(Data shown begins)

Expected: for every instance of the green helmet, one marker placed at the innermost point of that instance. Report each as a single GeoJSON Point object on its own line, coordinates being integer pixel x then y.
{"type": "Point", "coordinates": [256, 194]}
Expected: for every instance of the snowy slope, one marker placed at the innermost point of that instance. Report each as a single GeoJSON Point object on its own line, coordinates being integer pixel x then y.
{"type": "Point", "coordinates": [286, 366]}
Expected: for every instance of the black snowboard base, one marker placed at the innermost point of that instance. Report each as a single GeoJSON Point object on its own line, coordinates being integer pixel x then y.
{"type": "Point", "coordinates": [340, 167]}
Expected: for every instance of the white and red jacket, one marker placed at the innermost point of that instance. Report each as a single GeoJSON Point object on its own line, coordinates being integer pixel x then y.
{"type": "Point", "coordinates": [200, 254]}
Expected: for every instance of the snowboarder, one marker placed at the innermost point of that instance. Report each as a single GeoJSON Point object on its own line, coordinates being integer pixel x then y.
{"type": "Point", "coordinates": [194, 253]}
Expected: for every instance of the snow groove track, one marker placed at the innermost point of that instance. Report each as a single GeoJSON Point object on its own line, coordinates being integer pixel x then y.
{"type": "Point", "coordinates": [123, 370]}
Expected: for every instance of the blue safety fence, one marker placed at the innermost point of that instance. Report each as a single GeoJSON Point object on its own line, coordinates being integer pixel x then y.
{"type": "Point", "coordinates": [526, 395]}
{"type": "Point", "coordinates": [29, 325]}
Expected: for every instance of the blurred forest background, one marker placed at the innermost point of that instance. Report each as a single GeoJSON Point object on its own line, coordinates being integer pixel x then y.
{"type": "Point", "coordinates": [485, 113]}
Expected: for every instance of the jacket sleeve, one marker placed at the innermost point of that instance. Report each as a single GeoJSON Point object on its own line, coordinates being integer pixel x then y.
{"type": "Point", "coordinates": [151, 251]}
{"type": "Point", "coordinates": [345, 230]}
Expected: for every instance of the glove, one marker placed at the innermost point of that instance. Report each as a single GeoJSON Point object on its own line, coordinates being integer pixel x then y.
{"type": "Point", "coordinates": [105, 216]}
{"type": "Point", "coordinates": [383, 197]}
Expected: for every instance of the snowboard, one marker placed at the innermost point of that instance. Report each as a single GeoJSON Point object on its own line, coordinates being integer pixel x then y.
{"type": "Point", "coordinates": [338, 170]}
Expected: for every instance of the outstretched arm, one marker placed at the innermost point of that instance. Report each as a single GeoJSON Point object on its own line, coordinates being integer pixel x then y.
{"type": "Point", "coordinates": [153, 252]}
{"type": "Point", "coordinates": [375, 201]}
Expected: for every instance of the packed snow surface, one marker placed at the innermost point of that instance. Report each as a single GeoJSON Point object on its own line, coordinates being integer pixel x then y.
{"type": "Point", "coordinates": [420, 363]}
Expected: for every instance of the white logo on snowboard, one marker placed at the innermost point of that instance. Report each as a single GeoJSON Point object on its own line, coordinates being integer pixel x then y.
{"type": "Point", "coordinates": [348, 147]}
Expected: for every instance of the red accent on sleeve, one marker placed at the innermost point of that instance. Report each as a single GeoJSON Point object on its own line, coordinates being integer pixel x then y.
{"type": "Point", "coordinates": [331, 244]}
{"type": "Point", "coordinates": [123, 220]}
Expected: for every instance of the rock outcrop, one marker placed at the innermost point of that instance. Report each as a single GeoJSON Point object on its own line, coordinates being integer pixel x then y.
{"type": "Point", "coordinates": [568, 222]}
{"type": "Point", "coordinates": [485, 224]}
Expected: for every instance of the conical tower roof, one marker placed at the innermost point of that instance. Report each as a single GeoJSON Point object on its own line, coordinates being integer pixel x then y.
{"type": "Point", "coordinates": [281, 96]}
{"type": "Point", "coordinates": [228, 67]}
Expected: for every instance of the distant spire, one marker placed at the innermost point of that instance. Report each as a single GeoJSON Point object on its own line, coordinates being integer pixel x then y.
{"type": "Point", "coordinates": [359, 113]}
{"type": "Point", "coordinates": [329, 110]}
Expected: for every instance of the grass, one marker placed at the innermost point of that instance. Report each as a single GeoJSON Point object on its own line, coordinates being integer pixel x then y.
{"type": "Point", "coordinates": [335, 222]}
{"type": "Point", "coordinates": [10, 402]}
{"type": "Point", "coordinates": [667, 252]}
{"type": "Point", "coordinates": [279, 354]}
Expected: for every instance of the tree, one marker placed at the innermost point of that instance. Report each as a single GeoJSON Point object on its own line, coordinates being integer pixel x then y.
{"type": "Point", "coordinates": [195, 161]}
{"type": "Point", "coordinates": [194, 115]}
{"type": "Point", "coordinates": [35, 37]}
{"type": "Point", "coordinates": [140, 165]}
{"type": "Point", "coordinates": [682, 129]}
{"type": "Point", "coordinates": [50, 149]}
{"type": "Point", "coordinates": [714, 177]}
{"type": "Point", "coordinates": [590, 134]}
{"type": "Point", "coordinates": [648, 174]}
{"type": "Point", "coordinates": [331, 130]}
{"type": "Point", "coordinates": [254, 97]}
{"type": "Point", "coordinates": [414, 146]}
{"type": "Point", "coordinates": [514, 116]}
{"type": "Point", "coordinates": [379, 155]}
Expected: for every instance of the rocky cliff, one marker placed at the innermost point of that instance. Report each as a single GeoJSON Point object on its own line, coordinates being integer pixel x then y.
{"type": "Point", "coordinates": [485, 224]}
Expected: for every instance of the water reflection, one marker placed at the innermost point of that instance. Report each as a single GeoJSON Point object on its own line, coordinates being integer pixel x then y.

(Data shown ends)

Write out all of the entries above, exactly and in full.

Expected: for every instance of the green helmet, one marker placed at the innermost point of that instance. Report each as a single GeoJSON Point object on its own line, coordinates being integer pixel x then y.
{"type": "Point", "coordinates": [256, 194]}
Expected: for every instance of the snowy slope, one marker placed at the innermost point of that instance. Report each as a single GeoJSON Point object on its own line, coordinates being integer pixel x then y.
{"type": "Point", "coordinates": [286, 366]}
Expected: for every instance of the black snowboard base, one marker placed at the innermost point of that instance. Report each as a single GeoJSON Point object on its own line, coordinates being integer pixel x then y.
{"type": "Point", "coordinates": [340, 167]}
Expected: for every instance of the white and red jacket, one marker placed at the innermost point of that instance. Report each as a single GeoJSON Point object on its own line, coordinates being integer pixel x then y.
{"type": "Point", "coordinates": [200, 254]}
Expected: for every instance of the snowboarder, one marker placed at the innermost point of that instance. Report each as a single GeoJSON Point object on its own line, coordinates being integer pixel x then y.
{"type": "Point", "coordinates": [194, 253]}
Expected: for every instance of the snow groove track, one marker placed at the innermost point of that instance. Report each as a single GeoJSON Point object on its own line, coordinates being integer pixel x then y.
{"type": "Point", "coordinates": [123, 370]}
Expected: for every instance of the blue safety fence, one marker placed at the innermost point of that instance. Report each as a single GeoJSON Point object on its own line, coordinates being integer pixel x then y.
{"type": "Point", "coordinates": [526, 395]}
{"type": "Point", "coordinates": [29, 325]}
Expected: for every instance of the blurred forest background, one marker placed at the innermost point of that instance. Report each as a single GeoJSON Point object on its own line, coordinates being integer pixel x then y.
{"type": "Point", "coordinates": [485, 113]}
Expected: for every instance of the jacket sleeve, one marker placed at the innermost point of that instance. Report each as a single GeoJSON Point object on its own line, coordinates being integer pixel x then y.
{"type": "Point", "coordinates": [151, 251]}
{"type": "Point", "coordinates": [345, 230]}
Expected: for every instance of the glove, one marker placed at the innermost point of that instance. Report each as a single GeoJSON Point object on its own line, coordinates being integer pixel x then y.
{"type": "Point", "coordinates": [105, 216]}
{"type": "Point", "coordinates": [383, 197]}
Expected: for every instance of the snowboard, one marker placed at the innermost point of that instance. Report each as a single GeoJSON Point object on its own line, coordinates being integer pixel x then y.
{"type": "Point", "coordinates": [338, 170]}
Expected: for every instance of the outstretched arm, one marker placed at the innermost point of that instance. Report each as a single GeoJSON Point object on its own line, coordinates being integer pixel x then y.
{"type": "Point", "coordinates": [153, 252]}
{"type": "Point", "coordinates": [375, 201]}
Expected: for every instance of the packed snow surface, one marker placed at the innermost point of that instance. Report each as a single GeoJSON Point object on its own line, coordinates being integer pixel x then y.
{"type": "Point", "coordinates": [420, 363]}
Expected: for every instance of the white logo on snowboard, one marker placed at the innermost point of that instance. Report each as a single GeoJSON Point object on its own line, coordinates being integer pixel x then y.
{"type": "Point", "coordinates": [348, 147]}
Expected: for every instance of the red accent on sleeve, one marker placed at the innermost point of that instance. Report each as a single GeoJSON Point object on its own line, coordinates being integer pixel x then y.
{"type": "Point", "coordinates": [331, 244]}
{"type": "Point", "coordinates": [123, 220]}
Expected: for every instance of the rock outcrop, one marker placed at the innermost point of that instance. Report each as a single GeoJSON Point object on its own line, coordinates being integer pixel x then y.
{"type": "Point", "coordinates": [568, 222]}
{"type": "Point", "coordinates": [485, 224]}
Expected: for every instance of the conical tower roof, one marker placed at the innermost point of that instance. Report each as a single GeoJSON Point object on its own line, coordinates being integer pixel x then y.
{"type": "Point", "coordinates": [281, 96]}
{"type": "Point", "coordinates": [228, 67]}
Expected: for every instance of the distant spire, one marker placed at the innermost point of that instance. Report each as a single GeoJSON Point object on its own line, coordinates being integer pixel x then y.
{"type": "Point", "coordinates": [359, 113]}
{"type": "Point", "coordinates": [329, 110]}
Expected: for every instance of the grass, one marker placed at the innermost point of that instance. Report each as a single GeoJSON Point object on its own line, coordinates being integer pixel x then y.
{"type": "Point", "coordinates": [335, 222]}
{"type": "Point", "coordinates": [10, 402]}
{"type": "Point", "coordinates": [667, 252]}
{"type": "Point", "coordinates": [279, 354]}
Expected: for every instance of the tree, one marker placed at the innermost point of that instance. Report each as a single GeoJSON Point object on its own line, coordinates being integer pixel x then y.
{"type": "Point", "coordinates": [195, 161]}
{"type": "Point", "coordinates": [194, 115]}
{"type": "Point", "coordinates": [35, 37]}
{"type": "Point", "coordinates": [140, 165]}
{"type": "Point", "coordinates": [682, 129]}
{"type": "Point", "coordinates": [50, 149]}
{"type": "Point", "coordinates": [714, 177]}
{"type": "Point", "coordinates": [590, 134]}
{"type": "Point", "coordinates": [648, 174]}
{"type": "Point", "coordinates": [331, 130]}
{"type": "Point", "coordinates": [254, 97]}
{"type": "Point", "coordinates": [414, 146]}
{"type": "Point", "coordinates": [514, 116]}
{"type": "Point", "coordinates": [379, 155]}
Expected: for every instance of the rocky cliff, one marker placed at the innermost point of that instance. Report each as a single GeoJSON Point object on its own line, coordinates being integer pixel x then y.
{"type": "Point", "coordinates": [485, 224]}
Expected: for every instance of the water reflection, one marker placed at the innermost point of that instance. Report each as a single GeoJSON Point object on its own line, coordinates being integer pixel x then y.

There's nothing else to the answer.